[Begin Excerpt]

It is your responsibility to determine whether or not your local administration permits the reception and handling of AIS messages from ships.
It is specifically forbidden to use this software for any illegal purpose whatsoever.
Only use this software in regions where such use is permitted.
The purpose of AIS-catcher
is to serve as a platform that encourages the perpetual enhancement of receiver models. We greatly value and appreciate any suggestions, observations, or shared recordings, particularly from setups where the existing models encounter difficulties.
AIS-catcher is a free, open-source project aimed at transforming SDR-equipped computers into AIS-receivers. It's continuously improved with decoding enhancements, user support, and expanded output options for commercial data aggregators. As a seperate project we also aggregate AIS data with the aim of real-time visualization in local web dashboards, enhancing receiver performance and situational awareness by integrating nearby station data.
To join, ensure you're on the latest version, visit aiscatcher.org, and add your station. Upon registration, you'll receive a personal sharing key. Simply run AIS-catcher on the command line with "-X" followed by your sharing key to share your station's raw AIS data with the community hub. This activates a "Community Feed" in your station's web viewer, accessible under map layers. Below, you can see how it integrates with your local dashboard. The grey ship icons represent vessels not directly received by this particular station but detected by nearby stations.
Check the data we're receiving at aiscatcher.org. We welcome your innovative ideas for enhancing AIS-catcher with this collective data, which could lead to new features or improvements benefiting the entire community.
Windows Binaries and Building instructions for many systems are provided below. Pre-built container images containing AIS-catcher are available from the GitHub Container Registry. Note that issues have reported for the latest Windows build on Windows 10 where the VC runtime libraries where not up to date so please ensure you have the latest installed.
This guide provides instructions for installing AIS-catcher on Debian-based systems (like Raspberry Pi) and setting it up to run as a background service. This ensures AIS-catcher will automatically start when the machine is booted.
To install AIS-catcher via a script, open a terminal or log in via SSH, then run the following command:
sudo bash -c "$(wget -qO- https://raw.githubusercontent.com/jvde-github/AIS-catcher/main/scripts/aiscatcher-install)"
The script will install all dependencies and build AIS-catcher. The required SDR libraries are installed from the official packages if they cannot be found on the system. For the RTL-SDR we build from source from the official package to guarantee support for the RTL-SDR V4 but, again, only if the package is not already installed on the system. On a fresh Raspberry Pi4 this will take less than 20 minutes.
To update AIS-catcher to the latest version, simply run the above command again.
If you want to use pre-installed Debian packes in the installation use:
sudo bash -c "$(wget -qO- https://raw.githubusercontent.com/jvde-github/AIS-catcher/main/scripts/aiscatcher-install)" _ -p
The advantage that this avoids an compilation step which can save quite a bit of time on older Raspberry devices but it does not optimize the binaries for the specific hardware and is not compatible with the RTL-SDR V4.

[End Excerpt]

Copy the stretch of the AIS-catcher text from "To update AIS-catcher" through "the RTL-SDR V4.". Rely only on the AIS-catcher text for what comes next.

[Begin Information provided]

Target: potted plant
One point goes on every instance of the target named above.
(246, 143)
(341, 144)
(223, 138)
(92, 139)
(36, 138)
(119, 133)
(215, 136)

[End Information provided]

- Solution below:
To update AIS-catcher to the latest version, simply run the above command again.
If you want to use pre-installed Debian packes in the installation use:
sudo bash -c "$(wget -qO- https://raw.githubusercontent.com/jvde-github/AIS-catcher/main/scripts/aiscatcher-install)" _ -p
The advantage that this avoids an compilation step which can save quite a bit of time on older Raspberry devices but it does not optimize the binaries for the specific hardware and is not compatible with the RTL-SDR V4.